OBJECTIVE | Will you rewrite the stretch from the start of the items through the line containing "[5,148,115,340]", requests and all, shifting every bounding box coordinate in the answers up by 149 and leaving the pictures out?

INFORMATION PROVIDED |
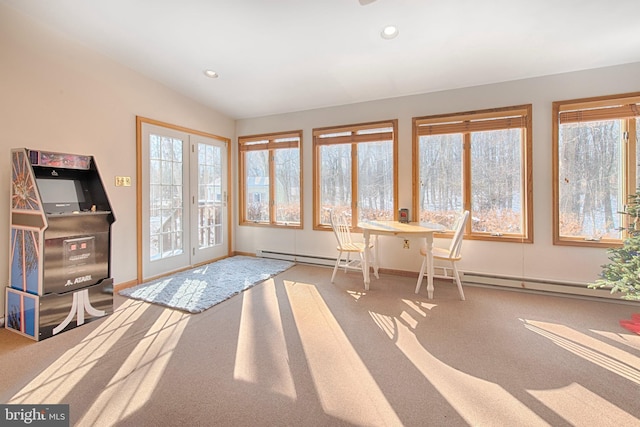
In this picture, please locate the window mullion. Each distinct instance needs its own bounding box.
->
[269,149,277,224]
[462,133,473,234]
[351,144,360,228]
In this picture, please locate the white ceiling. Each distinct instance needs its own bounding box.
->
[0,0,640,118]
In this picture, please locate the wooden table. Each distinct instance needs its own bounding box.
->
[358,221,444,299]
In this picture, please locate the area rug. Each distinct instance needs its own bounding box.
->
[119,256,294,313]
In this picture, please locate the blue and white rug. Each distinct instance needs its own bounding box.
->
[119,256,294,313]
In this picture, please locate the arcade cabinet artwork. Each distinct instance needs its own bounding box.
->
[5,148,115,340]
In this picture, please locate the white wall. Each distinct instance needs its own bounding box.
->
[0,5,235,313]
[5,1,640,320]
[235,63,640,283]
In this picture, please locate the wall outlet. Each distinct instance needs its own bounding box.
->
[116,176,131,187]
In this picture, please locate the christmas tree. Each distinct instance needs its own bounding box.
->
[588,189,640,301]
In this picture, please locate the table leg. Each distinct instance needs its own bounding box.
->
[425,233,433,299]
[373,234,380,279]
[362,229,371,291]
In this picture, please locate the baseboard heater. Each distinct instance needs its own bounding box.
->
[256,249,336,267]
[256,249,637,304]
[460,271,625,301]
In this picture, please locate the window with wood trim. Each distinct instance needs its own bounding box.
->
[553,93,640,247]
[313,120,398,228]
[412,105,533,243]
[238,131,302,228]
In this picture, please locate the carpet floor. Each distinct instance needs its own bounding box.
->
[0,265,640,426]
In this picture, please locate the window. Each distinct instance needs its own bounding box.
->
[553,93,640,247]
[413,105,533,243]
[238,131,302,228]
[313,120,398,229]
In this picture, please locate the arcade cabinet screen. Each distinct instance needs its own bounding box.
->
[36,178,85,212]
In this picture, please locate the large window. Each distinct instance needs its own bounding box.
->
[313,120,398,228]
[553,93,640,247]
[413,105,533,243]
[238,131,302,228]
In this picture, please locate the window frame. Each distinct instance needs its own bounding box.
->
[238,130,304,229]
[412,104,533,243]
[313,119,398,232]
[551,92,640,248]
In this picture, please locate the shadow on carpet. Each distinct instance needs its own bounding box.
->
[119,256,294,313]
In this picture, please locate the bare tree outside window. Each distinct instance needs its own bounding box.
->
[238,131,302,228]
[413,105,533,242]
[552,93,640,247]
[313,120,397,228]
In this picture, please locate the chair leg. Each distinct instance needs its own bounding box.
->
[331,251,342,283]
[416,256,427,293]
[451,262,464,301]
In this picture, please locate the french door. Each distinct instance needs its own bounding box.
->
[139,121,229,280]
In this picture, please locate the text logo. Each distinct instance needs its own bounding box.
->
[0,404,69,427]
[64,274,91,286]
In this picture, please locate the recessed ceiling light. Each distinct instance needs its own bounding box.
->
[380,25,400,40]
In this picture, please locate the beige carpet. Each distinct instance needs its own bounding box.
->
[0,265,640,426]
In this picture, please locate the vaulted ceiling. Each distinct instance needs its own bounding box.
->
[5,0,640,118]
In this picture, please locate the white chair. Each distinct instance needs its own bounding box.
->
[330,211,373,283]
[416,211,469,301]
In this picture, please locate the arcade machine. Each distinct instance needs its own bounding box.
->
[5,148,115,341]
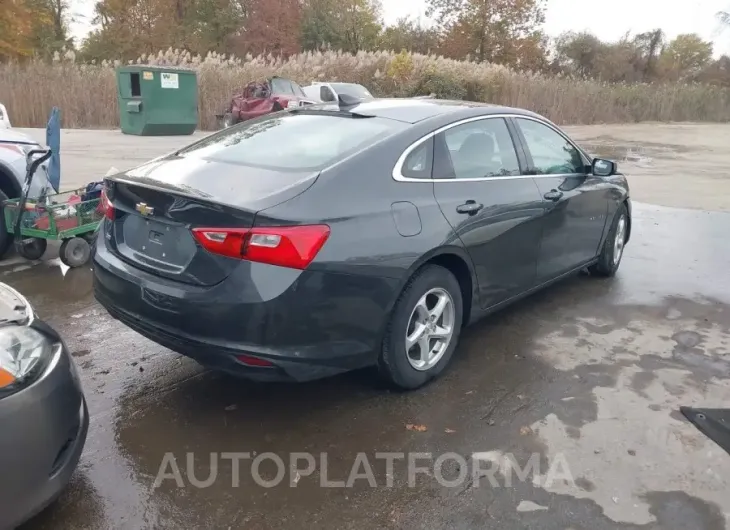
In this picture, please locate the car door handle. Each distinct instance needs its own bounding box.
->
[456,200,484,215]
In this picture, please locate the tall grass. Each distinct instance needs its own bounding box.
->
[0,50,730,129]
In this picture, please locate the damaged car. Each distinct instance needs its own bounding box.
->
[217,76,315,128]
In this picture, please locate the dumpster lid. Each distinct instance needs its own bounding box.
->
[117,64,195,74]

EXERCISE ANSWER |
In this picture, please locate the window mullion. Each distinct instance needs its own bounding box.
->
[418,298,426,373]
[611,282,622,383]
[500,293,509,377]
In this picture, please locate the white ceiling. Each distinct instance needs its own bounding box.
->
[149,149,789,267]
In this picture, please locate the wooden table. Each distinct instance needs its own bounding box.
->
[507,370,593,448]
In this picture, please locate the area rug. Each distinct instance needs its own bounding box.
->
[268,405,443,462]
In this picture, please locate the blue and white rug. Each distinct instance needs its own bounding box.
->
[268,405,443,462]
In this picture, please locate the arcade cabinet artwork. Each distinct instance needs its own bounding box.
->
[154,297,264,489]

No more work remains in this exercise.